When a line in the listing contains the string "Note", pick it out and copy it.

Entries shown |
== Segment start ==

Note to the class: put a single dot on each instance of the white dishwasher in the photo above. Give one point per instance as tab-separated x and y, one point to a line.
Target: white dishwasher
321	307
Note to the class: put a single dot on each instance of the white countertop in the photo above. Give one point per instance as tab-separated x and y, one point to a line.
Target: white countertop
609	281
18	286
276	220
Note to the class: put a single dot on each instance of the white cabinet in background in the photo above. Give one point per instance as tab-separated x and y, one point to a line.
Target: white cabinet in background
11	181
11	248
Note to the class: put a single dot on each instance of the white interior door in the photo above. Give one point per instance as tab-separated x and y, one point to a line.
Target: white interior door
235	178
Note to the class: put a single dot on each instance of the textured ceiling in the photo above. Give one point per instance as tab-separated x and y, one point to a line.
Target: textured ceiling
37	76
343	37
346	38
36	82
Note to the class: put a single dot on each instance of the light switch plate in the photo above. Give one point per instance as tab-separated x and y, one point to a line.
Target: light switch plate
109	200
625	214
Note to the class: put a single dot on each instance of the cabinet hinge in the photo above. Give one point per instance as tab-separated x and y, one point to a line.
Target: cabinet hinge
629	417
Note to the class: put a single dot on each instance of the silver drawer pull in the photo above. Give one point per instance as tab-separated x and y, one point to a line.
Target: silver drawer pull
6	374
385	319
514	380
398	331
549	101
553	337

== Segment end ==
== Segment start ==

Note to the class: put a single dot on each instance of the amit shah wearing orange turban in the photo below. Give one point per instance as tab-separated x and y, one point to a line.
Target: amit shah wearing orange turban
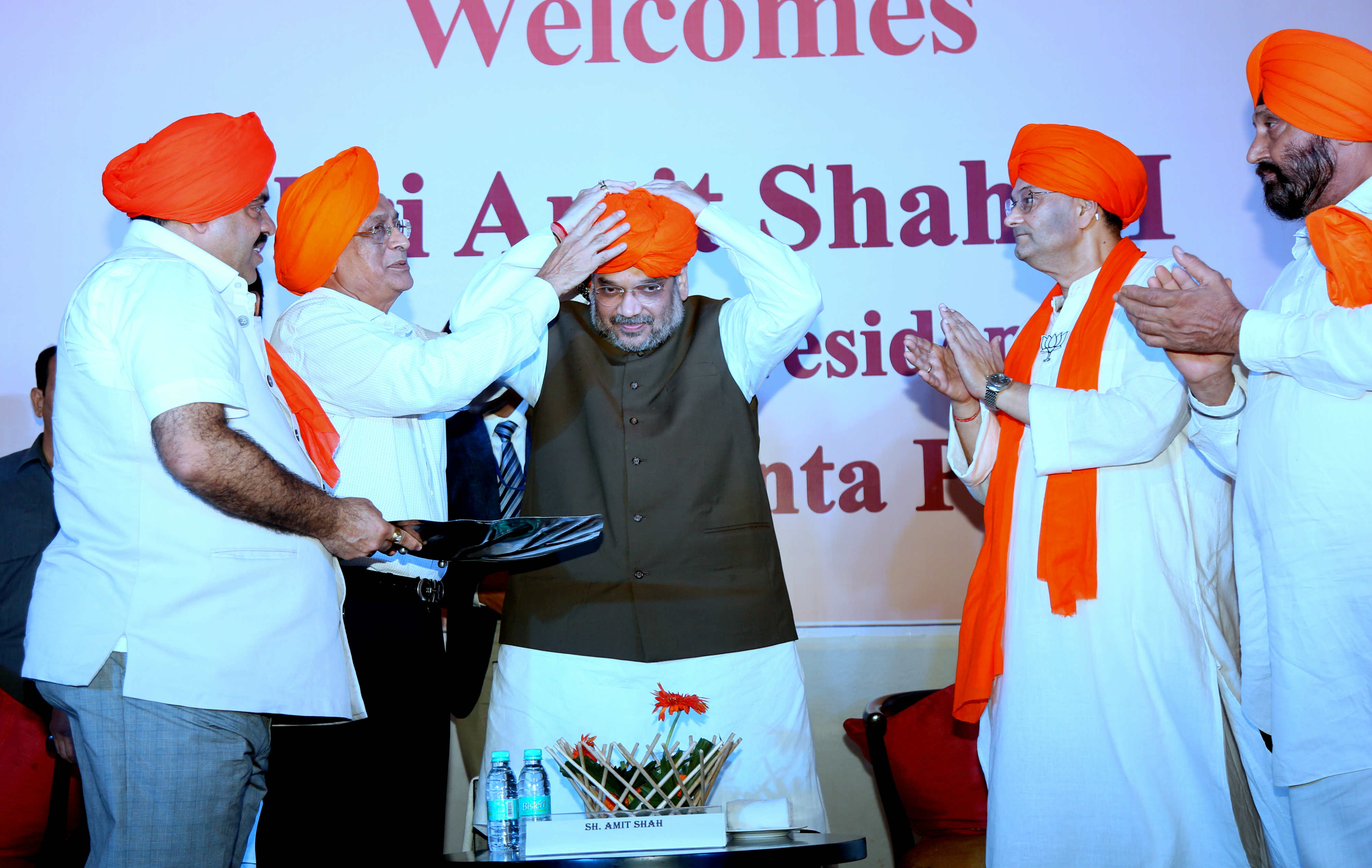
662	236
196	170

== Segment end ==

Output |
Note to the class: put a single dot on each instance of the white dishwasher in the photo above. Give one point per instance as tab-separated x and y, one point to a line.
Note to the class: put a single dot on each instance of the white countertop in the photo above. Give one point per instance as tab-separated x and y, one point to a line.
Note to the class: put a single dot on each instance of the white cabinet in background in the photo above. Give one point per instance as tab-separated x and y, one point to a line.
Note to the class: put a single dot on each instance of the white interior door in the photo above. Give one point per instance as tab-separated x and y, one point to a line.
Note to the class: put a single dot on each instance of the textured ceiling in the photo above. Give one point per instance as tab-separated x and y, one point to a line.
Note to the class: put a single dot on each instance of the light switch plate in the photo above. Give one point per instance as tab-separated x and y, one point to a line.
Note to the class: put a single dot on each instance of the cabinet hinge in the photo above. Give one point per instance as tab-separated x and y, one point to a line.
Note to the class: put a single dot on each instance of the silver drawer pull in the photo above. Give one point per instance as tab-separated x and y, one point to a line.
Note to the class: put a single dot on each instance of the amit shah wearing orange turban in the photo below. Give one point per instance as tab-separated x and y, one point to a line.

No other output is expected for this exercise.